#### Task details
Taking the line with "Target: decorative relief on saucer" as the first and the line with "Task: point out the yellow-tinted" as the last, set down exactly every line in that range from the entries below, and no more.

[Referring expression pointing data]
════════
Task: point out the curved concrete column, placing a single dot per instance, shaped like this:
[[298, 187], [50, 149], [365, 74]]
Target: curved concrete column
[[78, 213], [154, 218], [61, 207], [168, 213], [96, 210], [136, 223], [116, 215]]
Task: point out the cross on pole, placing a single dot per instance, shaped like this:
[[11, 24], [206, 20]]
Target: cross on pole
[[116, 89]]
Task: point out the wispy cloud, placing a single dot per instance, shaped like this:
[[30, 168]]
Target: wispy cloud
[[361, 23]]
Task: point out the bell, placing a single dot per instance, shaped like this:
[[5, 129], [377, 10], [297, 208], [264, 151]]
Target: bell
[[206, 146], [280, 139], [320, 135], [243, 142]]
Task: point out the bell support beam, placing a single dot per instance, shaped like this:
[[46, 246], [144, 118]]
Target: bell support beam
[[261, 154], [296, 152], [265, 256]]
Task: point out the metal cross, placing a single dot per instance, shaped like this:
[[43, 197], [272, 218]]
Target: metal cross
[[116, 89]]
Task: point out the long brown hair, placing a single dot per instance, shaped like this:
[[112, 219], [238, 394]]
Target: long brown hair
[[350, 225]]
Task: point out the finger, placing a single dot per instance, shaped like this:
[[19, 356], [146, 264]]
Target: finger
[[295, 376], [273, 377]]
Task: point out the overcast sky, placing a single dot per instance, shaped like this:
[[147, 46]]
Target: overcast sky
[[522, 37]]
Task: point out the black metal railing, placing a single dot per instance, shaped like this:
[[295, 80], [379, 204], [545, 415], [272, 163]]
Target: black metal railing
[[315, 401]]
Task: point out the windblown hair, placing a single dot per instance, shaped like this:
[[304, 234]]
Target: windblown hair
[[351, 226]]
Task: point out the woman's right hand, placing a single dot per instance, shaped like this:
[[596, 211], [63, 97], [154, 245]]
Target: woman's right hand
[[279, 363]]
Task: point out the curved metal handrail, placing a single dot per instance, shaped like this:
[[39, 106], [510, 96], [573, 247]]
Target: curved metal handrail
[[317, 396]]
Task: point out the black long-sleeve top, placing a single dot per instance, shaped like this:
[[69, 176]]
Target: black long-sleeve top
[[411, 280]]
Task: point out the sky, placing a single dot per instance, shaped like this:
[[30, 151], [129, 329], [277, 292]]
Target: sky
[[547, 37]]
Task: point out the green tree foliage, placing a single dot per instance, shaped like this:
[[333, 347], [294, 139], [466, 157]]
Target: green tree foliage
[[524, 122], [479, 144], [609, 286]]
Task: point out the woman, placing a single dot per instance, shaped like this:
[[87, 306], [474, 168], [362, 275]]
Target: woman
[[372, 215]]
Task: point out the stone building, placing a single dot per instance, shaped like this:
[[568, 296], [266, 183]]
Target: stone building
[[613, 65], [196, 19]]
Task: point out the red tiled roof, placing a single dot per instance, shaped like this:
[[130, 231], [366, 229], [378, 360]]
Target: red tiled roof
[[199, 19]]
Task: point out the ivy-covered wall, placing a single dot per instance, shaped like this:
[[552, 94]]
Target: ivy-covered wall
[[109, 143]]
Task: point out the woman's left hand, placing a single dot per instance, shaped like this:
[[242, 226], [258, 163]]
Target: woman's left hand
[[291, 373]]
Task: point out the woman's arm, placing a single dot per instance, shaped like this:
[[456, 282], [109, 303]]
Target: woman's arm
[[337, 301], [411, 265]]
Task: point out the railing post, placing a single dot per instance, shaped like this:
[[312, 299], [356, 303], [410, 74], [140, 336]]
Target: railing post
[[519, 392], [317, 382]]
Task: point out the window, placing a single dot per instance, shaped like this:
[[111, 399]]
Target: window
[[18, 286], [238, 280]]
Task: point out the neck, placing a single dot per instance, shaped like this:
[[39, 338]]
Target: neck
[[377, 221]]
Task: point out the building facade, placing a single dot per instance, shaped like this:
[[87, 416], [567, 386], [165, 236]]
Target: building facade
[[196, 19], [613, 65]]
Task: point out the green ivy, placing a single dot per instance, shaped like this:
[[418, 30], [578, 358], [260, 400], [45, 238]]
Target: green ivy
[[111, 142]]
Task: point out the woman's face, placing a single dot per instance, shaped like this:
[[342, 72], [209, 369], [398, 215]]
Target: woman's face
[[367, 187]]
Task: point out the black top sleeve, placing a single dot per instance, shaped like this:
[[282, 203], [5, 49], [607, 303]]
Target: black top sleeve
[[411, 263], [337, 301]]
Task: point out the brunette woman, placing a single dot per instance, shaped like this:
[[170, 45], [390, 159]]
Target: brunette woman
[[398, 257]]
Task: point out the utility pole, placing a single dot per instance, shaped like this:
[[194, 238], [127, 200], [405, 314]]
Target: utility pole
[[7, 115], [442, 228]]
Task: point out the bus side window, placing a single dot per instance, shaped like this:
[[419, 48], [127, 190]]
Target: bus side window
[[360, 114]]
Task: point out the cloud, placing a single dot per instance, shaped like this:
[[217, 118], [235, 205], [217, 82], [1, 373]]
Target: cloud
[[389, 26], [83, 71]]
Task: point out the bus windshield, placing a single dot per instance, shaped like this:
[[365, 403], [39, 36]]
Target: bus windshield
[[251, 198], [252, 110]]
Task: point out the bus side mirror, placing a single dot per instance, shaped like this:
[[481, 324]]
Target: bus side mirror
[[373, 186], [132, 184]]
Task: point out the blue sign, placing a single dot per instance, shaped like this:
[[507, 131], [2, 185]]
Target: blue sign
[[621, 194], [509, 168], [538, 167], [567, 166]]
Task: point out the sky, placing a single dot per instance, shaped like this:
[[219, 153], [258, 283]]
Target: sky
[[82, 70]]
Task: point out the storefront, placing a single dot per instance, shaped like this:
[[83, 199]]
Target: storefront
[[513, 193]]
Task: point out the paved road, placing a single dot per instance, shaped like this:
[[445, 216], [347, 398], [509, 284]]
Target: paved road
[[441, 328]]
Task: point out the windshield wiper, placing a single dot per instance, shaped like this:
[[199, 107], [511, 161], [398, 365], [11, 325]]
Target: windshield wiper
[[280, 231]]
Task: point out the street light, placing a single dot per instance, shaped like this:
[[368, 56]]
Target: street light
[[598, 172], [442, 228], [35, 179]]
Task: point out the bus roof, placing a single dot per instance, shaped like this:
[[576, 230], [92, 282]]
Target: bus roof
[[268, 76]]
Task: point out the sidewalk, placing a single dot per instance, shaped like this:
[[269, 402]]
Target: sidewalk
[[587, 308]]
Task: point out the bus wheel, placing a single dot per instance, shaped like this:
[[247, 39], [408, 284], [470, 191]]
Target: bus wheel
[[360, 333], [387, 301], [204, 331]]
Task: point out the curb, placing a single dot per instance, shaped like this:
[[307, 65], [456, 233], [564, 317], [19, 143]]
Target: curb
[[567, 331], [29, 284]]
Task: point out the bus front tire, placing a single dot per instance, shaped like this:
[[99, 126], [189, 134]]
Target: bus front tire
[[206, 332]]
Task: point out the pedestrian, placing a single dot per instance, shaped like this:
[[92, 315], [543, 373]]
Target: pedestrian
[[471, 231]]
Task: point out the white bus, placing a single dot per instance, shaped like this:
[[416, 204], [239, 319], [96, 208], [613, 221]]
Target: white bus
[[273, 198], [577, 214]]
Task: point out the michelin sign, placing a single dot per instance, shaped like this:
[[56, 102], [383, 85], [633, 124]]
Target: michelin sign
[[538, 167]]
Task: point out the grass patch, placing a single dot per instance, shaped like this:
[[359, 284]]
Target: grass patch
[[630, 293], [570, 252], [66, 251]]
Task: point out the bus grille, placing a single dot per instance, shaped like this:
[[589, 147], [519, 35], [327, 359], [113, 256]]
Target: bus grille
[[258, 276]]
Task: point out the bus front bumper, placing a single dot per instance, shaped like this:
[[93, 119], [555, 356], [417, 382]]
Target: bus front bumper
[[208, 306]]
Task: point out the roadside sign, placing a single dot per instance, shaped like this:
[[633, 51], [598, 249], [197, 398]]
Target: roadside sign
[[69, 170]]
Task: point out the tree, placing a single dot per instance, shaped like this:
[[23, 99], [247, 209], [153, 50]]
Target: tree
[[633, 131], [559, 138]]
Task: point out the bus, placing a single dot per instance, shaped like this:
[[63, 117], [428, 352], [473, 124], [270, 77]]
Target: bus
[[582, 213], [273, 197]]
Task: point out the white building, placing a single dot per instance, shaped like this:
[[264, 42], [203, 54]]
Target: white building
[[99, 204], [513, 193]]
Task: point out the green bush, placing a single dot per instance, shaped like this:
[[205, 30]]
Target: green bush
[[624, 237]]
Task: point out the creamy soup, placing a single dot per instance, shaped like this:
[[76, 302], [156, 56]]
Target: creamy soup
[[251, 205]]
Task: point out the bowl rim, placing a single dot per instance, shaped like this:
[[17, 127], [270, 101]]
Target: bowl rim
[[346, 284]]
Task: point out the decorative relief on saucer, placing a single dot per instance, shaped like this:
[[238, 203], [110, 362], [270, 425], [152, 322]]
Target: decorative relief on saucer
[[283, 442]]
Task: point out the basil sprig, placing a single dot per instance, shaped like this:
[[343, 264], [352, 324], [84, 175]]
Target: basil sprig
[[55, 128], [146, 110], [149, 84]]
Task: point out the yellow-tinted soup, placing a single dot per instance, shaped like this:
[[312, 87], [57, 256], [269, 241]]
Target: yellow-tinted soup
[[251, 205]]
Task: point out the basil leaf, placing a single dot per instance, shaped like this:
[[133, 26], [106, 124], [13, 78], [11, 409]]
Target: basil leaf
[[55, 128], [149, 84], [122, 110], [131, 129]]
════════
#### Answer box
Target: decorative relief on saucer
[[283, 442]]
Task: point out the basil sprig, placing a single dot per instance, shaped like this:
[[343, 264], [352, 324], [84, 175]]
Target: basil sprig
[[55, 128], [146, 110], [149, 84]]
Task: point out the yellow-tinted soup, placing a single dot per instance, shaped like this:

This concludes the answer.